- _Your assignment_:
Which lines of the records contain "bracket"? Collect every one of them.

(Data excerpts)
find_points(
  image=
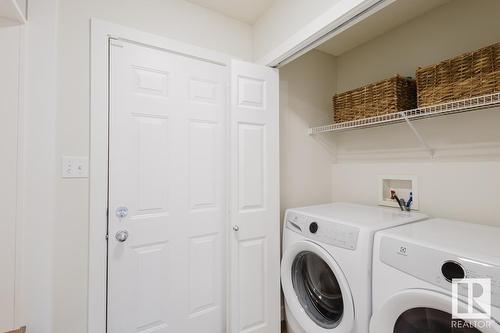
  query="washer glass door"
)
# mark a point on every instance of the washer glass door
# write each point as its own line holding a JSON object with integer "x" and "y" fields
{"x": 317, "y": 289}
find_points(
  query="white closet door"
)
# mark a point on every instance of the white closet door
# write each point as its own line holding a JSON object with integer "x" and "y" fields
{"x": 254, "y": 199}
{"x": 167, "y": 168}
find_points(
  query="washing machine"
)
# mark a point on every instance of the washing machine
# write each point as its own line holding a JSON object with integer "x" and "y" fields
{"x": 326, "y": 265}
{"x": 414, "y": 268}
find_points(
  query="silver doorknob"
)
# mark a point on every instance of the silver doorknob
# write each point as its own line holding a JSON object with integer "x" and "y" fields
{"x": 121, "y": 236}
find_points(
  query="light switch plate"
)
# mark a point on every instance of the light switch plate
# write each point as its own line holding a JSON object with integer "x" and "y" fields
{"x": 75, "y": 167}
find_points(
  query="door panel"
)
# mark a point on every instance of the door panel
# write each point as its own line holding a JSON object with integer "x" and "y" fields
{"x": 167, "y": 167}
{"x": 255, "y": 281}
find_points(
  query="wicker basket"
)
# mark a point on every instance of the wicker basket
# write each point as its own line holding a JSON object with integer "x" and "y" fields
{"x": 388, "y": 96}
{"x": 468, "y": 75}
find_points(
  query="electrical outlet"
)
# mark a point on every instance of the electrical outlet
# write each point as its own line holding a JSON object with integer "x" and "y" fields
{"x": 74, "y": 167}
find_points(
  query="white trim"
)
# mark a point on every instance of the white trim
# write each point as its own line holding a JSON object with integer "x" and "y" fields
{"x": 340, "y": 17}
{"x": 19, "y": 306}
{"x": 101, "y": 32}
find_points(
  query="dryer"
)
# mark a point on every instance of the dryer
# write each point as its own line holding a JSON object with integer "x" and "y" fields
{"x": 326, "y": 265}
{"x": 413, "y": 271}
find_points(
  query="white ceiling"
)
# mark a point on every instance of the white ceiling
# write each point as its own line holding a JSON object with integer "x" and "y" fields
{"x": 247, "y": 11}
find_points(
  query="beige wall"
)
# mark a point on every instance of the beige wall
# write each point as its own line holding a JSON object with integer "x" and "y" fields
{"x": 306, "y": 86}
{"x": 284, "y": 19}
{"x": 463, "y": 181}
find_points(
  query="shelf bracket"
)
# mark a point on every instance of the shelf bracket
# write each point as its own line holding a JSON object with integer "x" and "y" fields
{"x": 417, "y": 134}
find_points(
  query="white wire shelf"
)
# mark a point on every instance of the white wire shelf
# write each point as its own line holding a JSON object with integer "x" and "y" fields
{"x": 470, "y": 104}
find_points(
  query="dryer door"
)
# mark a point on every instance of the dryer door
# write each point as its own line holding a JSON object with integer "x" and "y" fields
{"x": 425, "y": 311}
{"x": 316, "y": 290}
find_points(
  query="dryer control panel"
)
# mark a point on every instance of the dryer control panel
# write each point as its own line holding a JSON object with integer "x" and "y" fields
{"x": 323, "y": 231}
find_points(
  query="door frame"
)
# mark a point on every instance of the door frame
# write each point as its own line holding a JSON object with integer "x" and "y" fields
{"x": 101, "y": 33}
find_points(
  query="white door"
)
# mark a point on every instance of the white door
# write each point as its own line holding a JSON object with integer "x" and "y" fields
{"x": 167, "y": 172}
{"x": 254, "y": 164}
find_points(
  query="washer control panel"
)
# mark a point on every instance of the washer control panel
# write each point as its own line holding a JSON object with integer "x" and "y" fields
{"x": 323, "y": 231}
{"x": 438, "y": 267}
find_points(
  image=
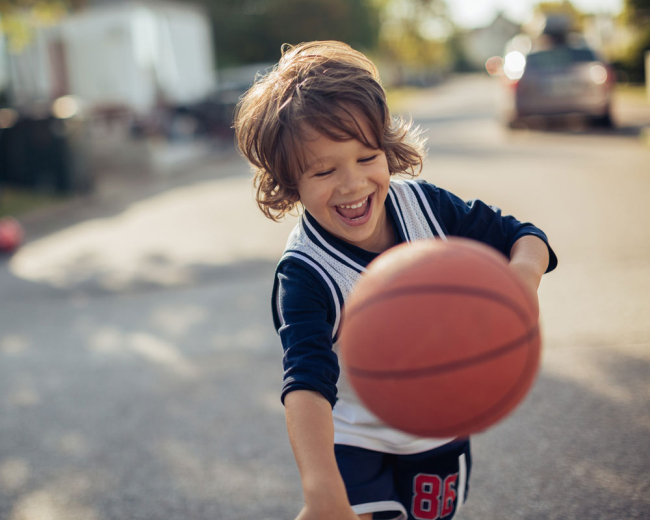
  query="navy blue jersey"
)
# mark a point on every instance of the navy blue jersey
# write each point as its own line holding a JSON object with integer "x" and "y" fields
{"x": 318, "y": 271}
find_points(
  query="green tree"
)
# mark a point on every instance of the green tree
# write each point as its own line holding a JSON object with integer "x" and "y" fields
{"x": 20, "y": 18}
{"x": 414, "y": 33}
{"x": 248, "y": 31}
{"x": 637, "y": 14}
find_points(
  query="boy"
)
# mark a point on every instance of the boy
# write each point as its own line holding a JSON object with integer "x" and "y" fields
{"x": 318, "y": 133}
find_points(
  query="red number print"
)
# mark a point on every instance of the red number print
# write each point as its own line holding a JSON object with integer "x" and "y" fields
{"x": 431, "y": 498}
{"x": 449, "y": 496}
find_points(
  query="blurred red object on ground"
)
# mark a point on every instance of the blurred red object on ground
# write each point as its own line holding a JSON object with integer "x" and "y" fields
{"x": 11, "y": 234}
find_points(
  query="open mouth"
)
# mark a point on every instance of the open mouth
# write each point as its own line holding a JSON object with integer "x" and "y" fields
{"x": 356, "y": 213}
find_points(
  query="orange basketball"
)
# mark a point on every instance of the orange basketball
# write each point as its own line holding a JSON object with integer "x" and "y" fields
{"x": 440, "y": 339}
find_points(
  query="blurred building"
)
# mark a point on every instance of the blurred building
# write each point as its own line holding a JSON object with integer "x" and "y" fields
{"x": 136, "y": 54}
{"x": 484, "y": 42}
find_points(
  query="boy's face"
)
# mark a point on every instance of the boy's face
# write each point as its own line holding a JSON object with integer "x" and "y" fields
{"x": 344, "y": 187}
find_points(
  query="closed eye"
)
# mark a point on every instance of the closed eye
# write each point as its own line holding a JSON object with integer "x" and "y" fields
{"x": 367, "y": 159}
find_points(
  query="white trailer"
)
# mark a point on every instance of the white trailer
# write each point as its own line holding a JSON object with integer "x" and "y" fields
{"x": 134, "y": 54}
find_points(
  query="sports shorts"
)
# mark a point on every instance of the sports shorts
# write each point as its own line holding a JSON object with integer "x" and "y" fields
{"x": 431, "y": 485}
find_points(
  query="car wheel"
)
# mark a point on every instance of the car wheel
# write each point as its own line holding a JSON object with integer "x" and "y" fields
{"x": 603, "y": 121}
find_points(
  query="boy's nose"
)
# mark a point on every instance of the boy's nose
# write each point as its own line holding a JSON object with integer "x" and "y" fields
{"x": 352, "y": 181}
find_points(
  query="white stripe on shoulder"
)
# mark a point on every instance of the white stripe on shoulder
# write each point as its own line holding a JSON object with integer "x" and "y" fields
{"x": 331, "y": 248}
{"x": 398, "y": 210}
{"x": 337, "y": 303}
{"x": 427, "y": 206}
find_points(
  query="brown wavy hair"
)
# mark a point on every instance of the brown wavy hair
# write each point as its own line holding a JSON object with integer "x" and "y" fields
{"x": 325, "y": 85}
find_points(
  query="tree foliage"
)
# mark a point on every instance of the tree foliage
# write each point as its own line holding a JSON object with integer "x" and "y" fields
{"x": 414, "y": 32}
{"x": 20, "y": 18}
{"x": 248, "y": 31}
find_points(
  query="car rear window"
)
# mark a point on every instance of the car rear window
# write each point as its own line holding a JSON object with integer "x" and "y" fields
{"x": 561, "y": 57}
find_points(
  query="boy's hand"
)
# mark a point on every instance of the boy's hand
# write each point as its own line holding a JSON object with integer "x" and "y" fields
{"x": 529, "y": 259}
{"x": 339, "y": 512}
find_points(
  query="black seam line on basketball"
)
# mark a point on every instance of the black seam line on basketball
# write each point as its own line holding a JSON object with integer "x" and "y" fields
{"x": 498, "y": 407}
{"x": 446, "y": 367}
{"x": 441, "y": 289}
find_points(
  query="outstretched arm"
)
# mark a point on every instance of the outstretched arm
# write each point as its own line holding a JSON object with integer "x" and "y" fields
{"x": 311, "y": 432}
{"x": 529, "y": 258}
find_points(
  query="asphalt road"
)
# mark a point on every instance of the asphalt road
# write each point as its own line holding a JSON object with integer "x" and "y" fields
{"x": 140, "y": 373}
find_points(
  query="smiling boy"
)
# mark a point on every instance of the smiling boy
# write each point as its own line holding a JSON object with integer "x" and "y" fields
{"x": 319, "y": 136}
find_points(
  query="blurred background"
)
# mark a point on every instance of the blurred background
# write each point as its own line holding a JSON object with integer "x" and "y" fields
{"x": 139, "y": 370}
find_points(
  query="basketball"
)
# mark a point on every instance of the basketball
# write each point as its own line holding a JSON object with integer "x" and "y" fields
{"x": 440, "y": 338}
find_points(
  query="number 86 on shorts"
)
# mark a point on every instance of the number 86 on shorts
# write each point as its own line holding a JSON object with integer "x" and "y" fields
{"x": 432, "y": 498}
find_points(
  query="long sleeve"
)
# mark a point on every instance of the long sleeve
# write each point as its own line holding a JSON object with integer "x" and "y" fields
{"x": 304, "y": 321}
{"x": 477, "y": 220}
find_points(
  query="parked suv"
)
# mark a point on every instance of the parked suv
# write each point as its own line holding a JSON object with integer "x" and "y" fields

---

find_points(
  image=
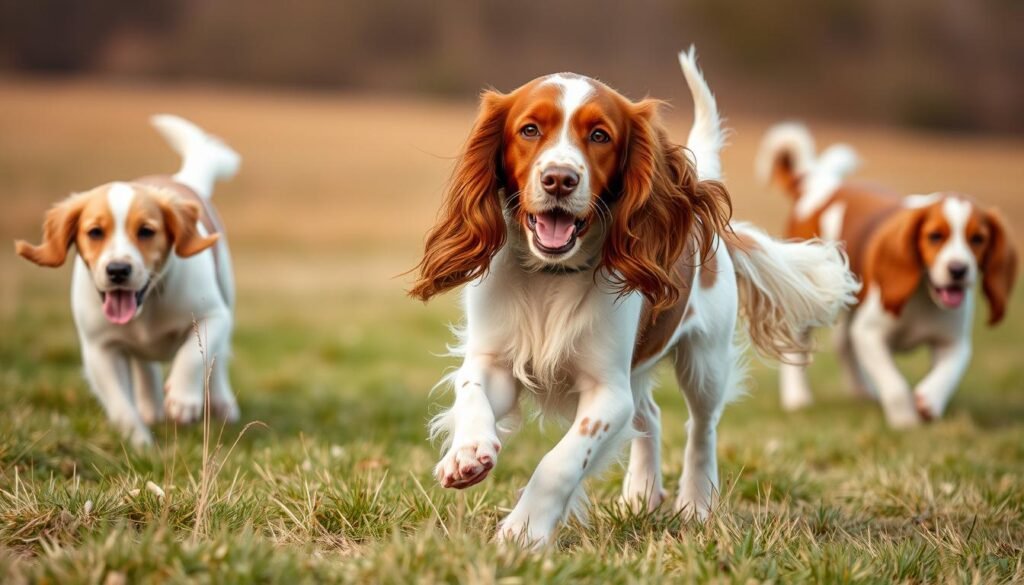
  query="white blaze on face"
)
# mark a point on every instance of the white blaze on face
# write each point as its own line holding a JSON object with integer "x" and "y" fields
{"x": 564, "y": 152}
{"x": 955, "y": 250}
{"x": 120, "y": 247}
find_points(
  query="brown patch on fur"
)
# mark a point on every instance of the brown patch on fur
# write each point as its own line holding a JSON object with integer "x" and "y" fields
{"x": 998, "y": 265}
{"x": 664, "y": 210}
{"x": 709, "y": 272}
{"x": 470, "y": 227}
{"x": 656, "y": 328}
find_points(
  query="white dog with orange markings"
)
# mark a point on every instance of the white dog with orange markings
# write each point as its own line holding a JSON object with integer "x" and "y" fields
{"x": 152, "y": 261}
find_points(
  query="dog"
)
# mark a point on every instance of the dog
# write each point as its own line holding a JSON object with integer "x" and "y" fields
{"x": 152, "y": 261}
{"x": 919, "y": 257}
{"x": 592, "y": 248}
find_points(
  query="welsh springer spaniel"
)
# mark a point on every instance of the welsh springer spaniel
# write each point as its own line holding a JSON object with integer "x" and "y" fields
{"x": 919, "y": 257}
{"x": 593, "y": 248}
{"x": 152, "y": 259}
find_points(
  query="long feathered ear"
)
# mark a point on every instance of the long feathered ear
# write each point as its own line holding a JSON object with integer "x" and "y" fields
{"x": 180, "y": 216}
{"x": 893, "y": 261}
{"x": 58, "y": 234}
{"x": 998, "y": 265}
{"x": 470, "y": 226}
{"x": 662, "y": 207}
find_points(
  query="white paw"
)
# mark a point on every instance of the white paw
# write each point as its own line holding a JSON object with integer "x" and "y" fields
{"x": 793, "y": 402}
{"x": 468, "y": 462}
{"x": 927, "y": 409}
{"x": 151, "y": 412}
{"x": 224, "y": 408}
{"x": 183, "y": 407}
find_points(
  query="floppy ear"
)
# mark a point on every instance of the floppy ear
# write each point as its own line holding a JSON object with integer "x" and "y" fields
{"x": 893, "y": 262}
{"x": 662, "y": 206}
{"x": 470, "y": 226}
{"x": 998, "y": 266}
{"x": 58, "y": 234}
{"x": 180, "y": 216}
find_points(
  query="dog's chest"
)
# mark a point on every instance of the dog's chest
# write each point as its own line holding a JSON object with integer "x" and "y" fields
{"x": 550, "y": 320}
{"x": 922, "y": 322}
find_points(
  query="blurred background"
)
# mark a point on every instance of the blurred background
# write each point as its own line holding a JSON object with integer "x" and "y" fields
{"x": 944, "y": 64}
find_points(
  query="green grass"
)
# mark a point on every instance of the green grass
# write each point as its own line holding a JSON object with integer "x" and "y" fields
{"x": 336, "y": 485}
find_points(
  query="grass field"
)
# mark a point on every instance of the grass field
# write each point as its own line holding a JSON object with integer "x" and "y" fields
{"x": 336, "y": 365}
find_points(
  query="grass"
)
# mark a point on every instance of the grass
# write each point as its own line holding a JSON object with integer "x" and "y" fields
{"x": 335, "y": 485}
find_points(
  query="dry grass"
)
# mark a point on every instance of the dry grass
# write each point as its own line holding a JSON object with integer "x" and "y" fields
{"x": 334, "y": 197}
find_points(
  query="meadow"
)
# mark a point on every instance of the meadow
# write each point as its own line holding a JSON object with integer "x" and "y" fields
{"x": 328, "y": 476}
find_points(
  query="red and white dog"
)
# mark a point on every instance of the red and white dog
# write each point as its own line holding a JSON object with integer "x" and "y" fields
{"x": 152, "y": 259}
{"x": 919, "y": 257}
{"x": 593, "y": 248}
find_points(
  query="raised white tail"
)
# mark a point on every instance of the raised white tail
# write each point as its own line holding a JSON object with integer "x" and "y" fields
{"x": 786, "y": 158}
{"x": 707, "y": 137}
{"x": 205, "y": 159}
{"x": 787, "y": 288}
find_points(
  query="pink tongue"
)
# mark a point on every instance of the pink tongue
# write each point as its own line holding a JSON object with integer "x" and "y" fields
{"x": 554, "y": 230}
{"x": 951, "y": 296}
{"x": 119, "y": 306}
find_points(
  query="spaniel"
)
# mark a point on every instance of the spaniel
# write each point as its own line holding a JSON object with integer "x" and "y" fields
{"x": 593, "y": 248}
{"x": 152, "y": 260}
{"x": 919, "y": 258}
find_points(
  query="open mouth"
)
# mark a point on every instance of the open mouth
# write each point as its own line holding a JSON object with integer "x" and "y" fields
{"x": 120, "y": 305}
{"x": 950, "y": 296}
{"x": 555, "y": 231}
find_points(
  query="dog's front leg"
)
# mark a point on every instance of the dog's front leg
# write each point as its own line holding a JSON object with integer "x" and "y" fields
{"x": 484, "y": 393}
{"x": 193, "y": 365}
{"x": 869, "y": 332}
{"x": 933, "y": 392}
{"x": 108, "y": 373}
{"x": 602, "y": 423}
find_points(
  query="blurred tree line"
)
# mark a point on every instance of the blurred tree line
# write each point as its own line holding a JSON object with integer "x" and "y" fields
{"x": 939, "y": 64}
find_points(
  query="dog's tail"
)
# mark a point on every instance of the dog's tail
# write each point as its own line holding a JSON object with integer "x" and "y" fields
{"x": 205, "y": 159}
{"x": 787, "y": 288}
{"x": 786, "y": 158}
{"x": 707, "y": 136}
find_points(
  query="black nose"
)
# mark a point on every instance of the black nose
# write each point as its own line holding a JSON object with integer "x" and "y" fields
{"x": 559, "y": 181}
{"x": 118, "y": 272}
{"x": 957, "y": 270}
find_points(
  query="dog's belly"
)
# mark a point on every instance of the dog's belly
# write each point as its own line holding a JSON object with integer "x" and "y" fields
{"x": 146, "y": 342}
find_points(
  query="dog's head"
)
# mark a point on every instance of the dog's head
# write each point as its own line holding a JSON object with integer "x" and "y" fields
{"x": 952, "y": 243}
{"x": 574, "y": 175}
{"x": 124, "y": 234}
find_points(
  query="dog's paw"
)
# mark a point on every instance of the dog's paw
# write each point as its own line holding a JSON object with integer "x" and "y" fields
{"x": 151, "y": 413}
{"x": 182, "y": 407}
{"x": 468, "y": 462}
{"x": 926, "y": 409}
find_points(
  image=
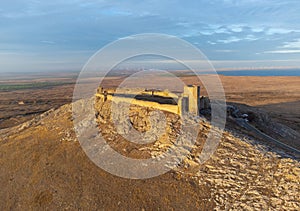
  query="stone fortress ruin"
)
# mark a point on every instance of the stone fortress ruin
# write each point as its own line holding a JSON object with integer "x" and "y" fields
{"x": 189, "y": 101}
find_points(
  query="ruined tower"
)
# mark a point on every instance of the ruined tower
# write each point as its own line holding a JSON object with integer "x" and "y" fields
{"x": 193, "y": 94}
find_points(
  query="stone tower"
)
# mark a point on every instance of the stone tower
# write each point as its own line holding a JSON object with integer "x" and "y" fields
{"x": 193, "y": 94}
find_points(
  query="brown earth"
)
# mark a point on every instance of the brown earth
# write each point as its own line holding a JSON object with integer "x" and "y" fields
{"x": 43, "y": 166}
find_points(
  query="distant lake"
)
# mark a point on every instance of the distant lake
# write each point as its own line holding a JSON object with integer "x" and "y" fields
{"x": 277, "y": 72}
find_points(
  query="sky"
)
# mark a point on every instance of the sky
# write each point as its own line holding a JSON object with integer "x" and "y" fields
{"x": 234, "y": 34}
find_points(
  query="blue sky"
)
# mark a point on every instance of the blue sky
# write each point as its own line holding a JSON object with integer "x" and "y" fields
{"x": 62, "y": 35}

...

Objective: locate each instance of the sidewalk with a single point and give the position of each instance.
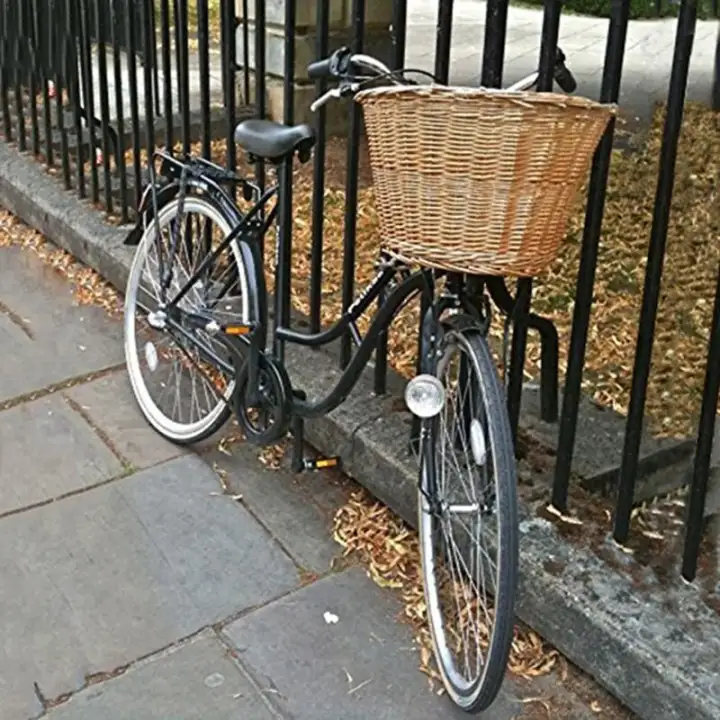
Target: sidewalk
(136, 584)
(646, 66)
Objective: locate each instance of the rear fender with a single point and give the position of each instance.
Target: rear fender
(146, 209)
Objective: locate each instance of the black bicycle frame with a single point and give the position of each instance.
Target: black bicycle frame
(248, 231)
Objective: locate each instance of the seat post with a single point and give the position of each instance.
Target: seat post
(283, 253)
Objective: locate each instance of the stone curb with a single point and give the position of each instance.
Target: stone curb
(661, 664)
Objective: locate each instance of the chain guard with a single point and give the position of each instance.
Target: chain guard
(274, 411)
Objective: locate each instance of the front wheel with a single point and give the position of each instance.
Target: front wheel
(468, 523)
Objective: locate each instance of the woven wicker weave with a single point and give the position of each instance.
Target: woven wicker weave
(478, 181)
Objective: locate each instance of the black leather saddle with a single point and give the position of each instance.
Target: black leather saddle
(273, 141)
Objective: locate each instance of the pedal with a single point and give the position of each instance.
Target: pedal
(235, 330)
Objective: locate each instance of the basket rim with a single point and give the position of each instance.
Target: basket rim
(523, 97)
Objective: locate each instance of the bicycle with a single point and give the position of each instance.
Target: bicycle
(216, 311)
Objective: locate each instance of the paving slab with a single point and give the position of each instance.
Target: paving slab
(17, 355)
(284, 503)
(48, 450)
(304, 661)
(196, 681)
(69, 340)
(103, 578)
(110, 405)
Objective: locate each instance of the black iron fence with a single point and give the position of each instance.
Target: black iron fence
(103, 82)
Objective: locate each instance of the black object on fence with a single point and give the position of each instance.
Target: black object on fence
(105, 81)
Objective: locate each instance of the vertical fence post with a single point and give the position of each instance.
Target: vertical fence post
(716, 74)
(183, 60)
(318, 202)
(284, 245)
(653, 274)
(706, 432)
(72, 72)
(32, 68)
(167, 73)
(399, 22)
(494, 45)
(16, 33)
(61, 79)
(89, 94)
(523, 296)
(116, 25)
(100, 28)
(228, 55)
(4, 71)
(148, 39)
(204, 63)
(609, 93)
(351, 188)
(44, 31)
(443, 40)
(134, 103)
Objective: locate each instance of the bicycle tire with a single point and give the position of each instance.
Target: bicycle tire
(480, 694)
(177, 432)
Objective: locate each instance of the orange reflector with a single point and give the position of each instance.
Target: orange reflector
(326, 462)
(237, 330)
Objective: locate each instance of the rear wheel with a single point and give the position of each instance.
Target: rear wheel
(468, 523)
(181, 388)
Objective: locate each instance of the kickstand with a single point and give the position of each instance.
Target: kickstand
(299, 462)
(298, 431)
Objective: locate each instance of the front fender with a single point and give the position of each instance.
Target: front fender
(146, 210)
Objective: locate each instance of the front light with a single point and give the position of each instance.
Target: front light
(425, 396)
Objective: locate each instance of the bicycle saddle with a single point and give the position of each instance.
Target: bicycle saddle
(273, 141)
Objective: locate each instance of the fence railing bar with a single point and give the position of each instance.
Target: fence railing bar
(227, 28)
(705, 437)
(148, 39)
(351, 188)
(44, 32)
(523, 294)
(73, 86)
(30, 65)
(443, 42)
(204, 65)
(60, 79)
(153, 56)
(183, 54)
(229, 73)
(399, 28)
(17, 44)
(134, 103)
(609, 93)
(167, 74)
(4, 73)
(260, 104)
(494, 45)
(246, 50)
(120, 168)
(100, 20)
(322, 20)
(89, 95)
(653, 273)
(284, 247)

- _Response area_:
  query="shelf bracket"
# mark a point on every instance of the shelf bracket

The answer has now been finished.